> _REQUIREMENT_
In the forum thread about a shaking idle and rough acceleration, what did the dealer find jammed into the 2017 Cruze's center bottom transmission/motor mount?

# Engine shakes while idling and rough acceleration (Is this normal?)



## TDCruze (Sep 26, 2014)

With such low mileage for its age I wonder if you should not change the fuel filter and maybe run some injector cleaner through it. Could just be plugged up from old gas sitting in it, if it was not being driven often by the previous owner. Its a cheap fix to start with if you do not have any check engine light.


----------



## jblackburn (Apr 14, 2012)

Welcome to CT.

Change the spark plugs to NGK BKR7EIX (the iridium ones) and run 89 or 93 octane fuel in it. Jerky acceleration should go away completely; jerky shifts may still remain as it was a common complaint with 2011 model Cruzen.

Massive thread on it here, but basically, the stock spark plugs are long-life, low-performance plugs.
http://www.cruzetalk.com/forum/34-1-4l-turbo/21850-hesitation-gone-32.html


----------



## Mortius (Jul 16, 2021)

missvicki04 said:


> Hello, I am new to the forum, Chevrolet Cruze's and cars in general.
> 
> I just recently purchased a used 2011 Chevrolet Cruze LT from my local Chevrolet dealership. It only has 15k on it and it had been very lightly used by an older gentleman prior to myself purchasing it. Anyways I have not had much experience with the Cruze's other than a 2014 Cruze that I had rented prior to purchasing my own that was very gentle and smooth when accelerating and decelerating, while stopped, stopping or speeding up while driving.
> 
> ...


 I have a 2017 Chevy Cruze Lt,1.4l turbo, with a standard transmission, and had a bad shake. Took it to the dealer, and there were rocks from driving on gravel roads jammed into my center bottom transmission/motor mount. The engine and mounts seem very prone to vibration. The bottom mount appears to have been designed with a slot to allow play, and the rocks get wedged in.

Funny that a lot of people have vibration issues, and not many people talk about gravel or debris in the mounts causing it. The dealership was great and they knew right away what the problem was, so it must be common enough. 

If you don’t have a check engine light on, and your dash is shaking, check all your motor mounts, the vibration was very noticeable, I thought I had major engine problems…

Have a nice day.


----------

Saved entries
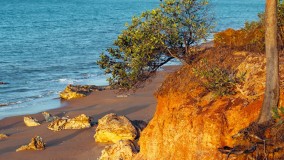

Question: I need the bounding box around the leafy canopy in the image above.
[97,0,212,90]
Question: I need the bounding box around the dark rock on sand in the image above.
[60,84,109,100]
[99,140,138,160]
[16,136,45,152]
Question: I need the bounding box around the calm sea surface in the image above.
[0,0,264,119]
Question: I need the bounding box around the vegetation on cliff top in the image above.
[98,0,212,90]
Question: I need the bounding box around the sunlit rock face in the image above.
[94,113,138,143]
[99,140,138,160]
[139,53,284,160]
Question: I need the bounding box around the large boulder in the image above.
[41,112,59,122]
[16,136,45,152]
[94,113,137,143]
[99,140,138,160]
[60,84,106,100]
[48,114,91,131]
[24,116,40,127]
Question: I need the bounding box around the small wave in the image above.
[56,78,80,84]
[0,91,58,110]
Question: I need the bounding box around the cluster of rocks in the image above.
[60,84,109,100]
[15,112,91,152]
[48,114,91,131]
[94,113,147,160]
[16,136,45,152]
[6,112,147,160]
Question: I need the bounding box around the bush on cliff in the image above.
[193,59,245,96]
[98,0,212,90]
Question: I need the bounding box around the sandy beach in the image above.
[0,66,178,160]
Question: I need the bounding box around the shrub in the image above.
[98,0,211,90]
[193,60,245,96]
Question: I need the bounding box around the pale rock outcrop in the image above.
[0,134,8,140]
[48,114,91,131]
[99,140,138,160]
[94,113,137,143]
[24,116,40,127]
[16,136,45,152]
[41,112,59,122]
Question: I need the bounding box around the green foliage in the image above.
[193,60,245,96]
[98,0,212,90]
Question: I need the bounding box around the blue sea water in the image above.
[0,0,264,119]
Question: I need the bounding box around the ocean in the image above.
[0,0,265,119]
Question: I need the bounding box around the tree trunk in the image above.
[258,0,280,124]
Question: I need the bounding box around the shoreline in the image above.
[0,65,180,160]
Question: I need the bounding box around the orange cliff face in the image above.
[135,50,284,160]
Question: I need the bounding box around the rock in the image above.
[60,84,108,100]
[135,54,284,160]
[94,113,137,143]
[99,140,138,160]
[48,114,91,131]
[41,112,59,122]
[24,116,40,127]
[16,136,45,152]
[0,134,8,140]
[131,120,147,136]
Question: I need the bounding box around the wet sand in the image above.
[0,66,179,160]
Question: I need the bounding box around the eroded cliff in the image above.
[138,50,284,160]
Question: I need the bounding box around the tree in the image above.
[258,0,280,124]
[98,0,212,90]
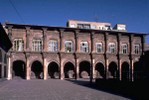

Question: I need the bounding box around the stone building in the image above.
[5,20,145,81]
[0,23,12,79]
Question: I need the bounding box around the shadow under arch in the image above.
[108,62,118,79]
[121,62,130,81]
[31,60,43,79]
[12,60,26,79]
[79,61,90,78]
[95,62,105,79]
[48,61,60,78]
[133,62,143,81]
[64,62,75,78]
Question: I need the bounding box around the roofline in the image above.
[4,23,149,35]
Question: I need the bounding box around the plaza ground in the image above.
[0,79,130,100]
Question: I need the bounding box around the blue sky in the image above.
[0,0,149,43]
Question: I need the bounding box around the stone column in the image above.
[129,59,134,81]
[26,27,30,51]
[43,58,47,80]
[60,61,64,80]
[129,34,134,81]
[43,28,48,51]
[104,33,109,79]
[105,58,109,79]
[75,30,79,52]
[119,59,122,81]
[26,54,31,80]
[59,29,64,52]
[7,54,12,80]
[76,59,80,79]
[117,33,122,80]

> _RESULT OF THIS EXERCISE_
Rocks from driving on gravel roads.